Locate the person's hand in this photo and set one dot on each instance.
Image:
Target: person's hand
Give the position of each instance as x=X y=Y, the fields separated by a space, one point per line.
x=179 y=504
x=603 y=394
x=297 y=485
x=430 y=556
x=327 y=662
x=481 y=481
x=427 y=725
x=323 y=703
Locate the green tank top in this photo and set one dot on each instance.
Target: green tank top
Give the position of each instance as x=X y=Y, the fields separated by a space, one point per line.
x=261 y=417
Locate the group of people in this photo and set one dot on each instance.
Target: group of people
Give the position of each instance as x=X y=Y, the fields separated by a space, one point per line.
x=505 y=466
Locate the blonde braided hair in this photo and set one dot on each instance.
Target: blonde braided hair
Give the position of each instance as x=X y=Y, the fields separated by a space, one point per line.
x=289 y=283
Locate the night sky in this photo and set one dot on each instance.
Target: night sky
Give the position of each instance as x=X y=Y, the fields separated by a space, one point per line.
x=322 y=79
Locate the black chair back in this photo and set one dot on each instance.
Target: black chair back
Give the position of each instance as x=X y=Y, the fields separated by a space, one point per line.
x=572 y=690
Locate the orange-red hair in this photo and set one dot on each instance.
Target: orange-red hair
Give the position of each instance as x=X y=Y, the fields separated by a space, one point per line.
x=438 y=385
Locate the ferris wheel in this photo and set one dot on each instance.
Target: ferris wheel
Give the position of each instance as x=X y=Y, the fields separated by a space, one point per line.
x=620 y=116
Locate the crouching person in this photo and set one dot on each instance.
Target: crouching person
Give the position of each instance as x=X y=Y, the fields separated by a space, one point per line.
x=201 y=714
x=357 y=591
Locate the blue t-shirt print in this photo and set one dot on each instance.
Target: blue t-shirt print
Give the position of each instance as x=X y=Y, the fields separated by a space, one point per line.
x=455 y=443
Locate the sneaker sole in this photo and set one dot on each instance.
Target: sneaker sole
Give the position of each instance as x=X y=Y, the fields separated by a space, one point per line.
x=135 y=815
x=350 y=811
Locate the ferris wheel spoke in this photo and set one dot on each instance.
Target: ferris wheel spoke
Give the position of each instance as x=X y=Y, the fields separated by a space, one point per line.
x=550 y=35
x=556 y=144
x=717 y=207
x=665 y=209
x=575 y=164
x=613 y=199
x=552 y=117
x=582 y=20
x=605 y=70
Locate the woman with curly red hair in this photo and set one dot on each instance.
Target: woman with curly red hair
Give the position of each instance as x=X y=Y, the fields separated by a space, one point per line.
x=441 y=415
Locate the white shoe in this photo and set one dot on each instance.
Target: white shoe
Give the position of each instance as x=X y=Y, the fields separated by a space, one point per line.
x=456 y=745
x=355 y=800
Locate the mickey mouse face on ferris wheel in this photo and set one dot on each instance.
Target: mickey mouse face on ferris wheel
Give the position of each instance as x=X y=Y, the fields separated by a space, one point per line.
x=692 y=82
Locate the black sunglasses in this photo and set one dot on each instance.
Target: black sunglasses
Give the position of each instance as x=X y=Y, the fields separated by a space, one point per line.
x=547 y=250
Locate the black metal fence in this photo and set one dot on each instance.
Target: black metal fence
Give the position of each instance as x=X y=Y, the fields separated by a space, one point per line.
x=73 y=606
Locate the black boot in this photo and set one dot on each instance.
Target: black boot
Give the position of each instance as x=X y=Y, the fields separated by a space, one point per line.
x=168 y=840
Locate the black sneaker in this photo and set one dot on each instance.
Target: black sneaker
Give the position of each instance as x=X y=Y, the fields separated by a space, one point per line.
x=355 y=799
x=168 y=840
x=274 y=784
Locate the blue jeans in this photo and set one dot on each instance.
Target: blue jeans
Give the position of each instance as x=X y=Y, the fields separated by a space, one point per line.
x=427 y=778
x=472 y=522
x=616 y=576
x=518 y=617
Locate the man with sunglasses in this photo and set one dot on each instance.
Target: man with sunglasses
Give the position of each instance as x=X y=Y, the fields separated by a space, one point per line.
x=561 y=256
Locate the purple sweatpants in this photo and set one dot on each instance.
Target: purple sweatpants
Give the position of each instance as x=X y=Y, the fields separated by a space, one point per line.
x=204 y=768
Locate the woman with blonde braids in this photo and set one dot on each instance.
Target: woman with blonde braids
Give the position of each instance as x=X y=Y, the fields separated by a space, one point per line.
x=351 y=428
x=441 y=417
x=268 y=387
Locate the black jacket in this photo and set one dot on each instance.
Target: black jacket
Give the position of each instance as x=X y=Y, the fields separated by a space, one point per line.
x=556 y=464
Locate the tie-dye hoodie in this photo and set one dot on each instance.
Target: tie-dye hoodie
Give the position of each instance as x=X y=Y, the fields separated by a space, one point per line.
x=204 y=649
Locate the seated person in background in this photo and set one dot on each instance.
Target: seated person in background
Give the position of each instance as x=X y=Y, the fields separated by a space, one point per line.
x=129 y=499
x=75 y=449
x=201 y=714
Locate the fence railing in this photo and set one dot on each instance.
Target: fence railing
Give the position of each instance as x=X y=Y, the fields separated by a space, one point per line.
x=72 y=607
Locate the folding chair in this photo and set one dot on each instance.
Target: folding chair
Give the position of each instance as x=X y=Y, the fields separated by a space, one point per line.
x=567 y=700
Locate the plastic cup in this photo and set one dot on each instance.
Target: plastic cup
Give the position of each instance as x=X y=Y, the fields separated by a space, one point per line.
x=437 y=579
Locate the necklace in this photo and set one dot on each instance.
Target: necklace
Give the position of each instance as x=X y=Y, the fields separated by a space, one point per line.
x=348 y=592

__________

YOUR GOAL | Print out all the entries precisely as written.

TASK RESULT |
Locate the person's hand in this photo and set one dot on each instance.
Image:
Target: person's hand
Give the position of each instance as x=X y=Y, the fields separated by a space, one point per line.
x=179 y=504
x=603 y=394
x=297 y=485
x=430 y=556
x=327 y=662
x=481 y=481
x=427 y=725
x=323 y=703
Locate the green tank top in this photo and set one dot on each instance.
Target: green tank top
Give the position of each instance as x=X y=Y, the fields separated by a space, one point per line.
x=261 y=417
Locate the group of people in this photo and set one dot on each instance.
Target: group of people
Give the position of each instance as x=X y=Y, the fields separated by a space, one point per line.
x=505 y=466
Locate the blonde braided hair in this photo and set one dot on each instance.
Target: blonde braided hair
Give the position of each instance as x=X y=Y, the fields separated by a space, one point per line.
x=289 y=283
Locate the night sky in this photo and set one dot on each instance.
Target: night sky
Give the position of each instance as x=X y=Y, the fields separated by a space, one point per line.
x=322 y=79
Locate the black chair back in this photo and set one dot on each instance.
Target: black chair back
Give the position of each instance as x=X y=Y, the fields separated by a space, one point per line.
x=572 y=690
Locate the orange-red hair in this photo and set one dot on each instance.
Target: orange-red hair
Give the position of each instance as x=X y=Y, the fields separated by a space, one point per line.
x=438 y=385
Locate the ferris wheel in this photo and set one dot on each instance.
Target: ferris wheel
Give the position of each instance as x=X y=Y, the fields separated by a space, one point per line.
x=620 y=116
Locate the crouching person in this photo and set one dot on each instance.
Target: crouching person
Give the position of each instance as x=X y=Y, the fields separated by a space, one point per line.
x=201 y=714
x=357 y=591
Locate the blue t-shirt print in this photo and set one dot on each instance.
Target: blue t-shirt print
Give the position of each instance as x=X y=Y, the fields separated by a space, one point per line.
x=455 y=443
Locate the sneaker sole in this photo and set one dot on each instance.
Target: sneaker sole
Give the position of each instance as x=X y=Y, the fields separated by a space, one point per line.
x=135 y=815
x=350 y=811
Locate the ferris wheel spoke in this photo and set one dot on each instance.
Target: ferris wheel spoke
Give the position of each instance as x=X y=Y, the fields separated by a space, one point per line.
x=550 y=35
x=556 y=144
x=717 y=207
x=665 y=209
x=575 y=164
x=613 y=199
x=552 y=117
x=582 y=20
x=605 y=70
Locate the woman with curly red hair in this photo and set one dot on each instance.
Target: woman with curly red hair
Give the position of each instance as x=X y=Y, the fields separated by a space, one point per line.
x=441 y=415
Locate the white shoe in this photo and set one dot on each instance.
Target: white shoe
Give the position of each instance as x=X y=Y, the fields separated by a space, one point per line.
x=456 y=745
x=355 y=800
Locate the mickey mouse face on ferris wheel in this photo and set one dot on each instance.
Target: mickey mouse face on ferris wheel
Give the position of each instance as x=X y=Y, the fields separated by a space, one point per line.
x=692 y=82
Locate the black sunglasses in this photo and set one dot on each instance.
Target: black sunglasses
Give the position of each instance as x=X y=Y, the fields separated by a space, one point per line.
x=547 y=250
Locate the black metal fence in this photo and set one dot on each instance.
Target: black metal fence
Give the position of each instance as x=X y=Y, the fields separated by a space, one point per line.
x=73 y=606
Locate the black boot in this photo and set one dot on each instance.
Target: black boot
Give the position of each instance as x=X y=Y, the fields separated by a space, one point per line.
x=168 y=840
Locate the black sneaker in this photo and set one dot on each instance.
Target: black sneaker
Give the position of each instance as x=X y=Y, the fields separated by a space, one point per line.
x=355 y=799
x=168 y=840
x=274 y=784
Locate the blue jeans in this photo and set one dot on each instance.
Target: blue jeans
Give the position of each instance as x=X y=Y, the fields separated by a space, one point per line.
x=427 y=778
x=472 y=522
x=616 y=576
x=518 y=617
Locate the man with sunglasses in this photo and set one dot on each instance.
Target: man with sunglasses
Give the position of each instance as x=X y=Y, the fields separated by a space, one point per line.
x=561 y=256
Locate the purple sweatpants in this photo and set one dot on each instance.
Target: purple sweatpants
Give the position of each instance as x=X y=Y, the fields separated by a space, one point per line.
x=204 y=768
Locate the woman with blonde braids in this photo and set one dot on each instance.
Target: woman with blonde braids
Give the position of each instance as x=X y=Y, the fields separated by a space, one point per line.
x=351 y=428
x=441 y=417
x=268 y=387
Locate the black jacket in this photo and set one dot on each instance.
Target: black jacket
Give the position of each instance as x=X y=Y, the fields separated by a space, one point per line.
x=556 y=464
Locate the tie-dye hoodie in this photo and set one dot on each instance.
Target: tie-dye hoodie
Give the position of each instance as x=X y=Y, the fields separated by a space, one point per line.
x=204 y=649
Locate the seated person in background in this photo and set one dot on each instance.
Target: seated person in background
Give the position of each instance as x=X y=Y, the fields separated by a space, one point per line.
x=129 y=499
x=75 y=449
x=201 y=714
Locate the fence railing in this photo and set one dot on each instance.
Target: fence railing
Give the position of each instance as x=X y=Y, the fields separated by a space, one point per line.
x=72 y=607
Locate the folding chair in this photo and set one dot on each instance.
Target: folding chair
Give the position of each instance as x=X y=Y, the fields separated by a space, one point per line.
x=567 y=700
Locate the plastic cup in this photo and set one dot on each instance.
Target: plastic cup
Give the position of each instance as x=X y=Y, the fields separated by a space, one point per line.
x=437 y=579
Locate the necklace in this photo and set one dot on each instance.
Target: necklace
Give the position of each instance as x=X y=Y, the fields separated by a space, one point per line.
x=348 y=592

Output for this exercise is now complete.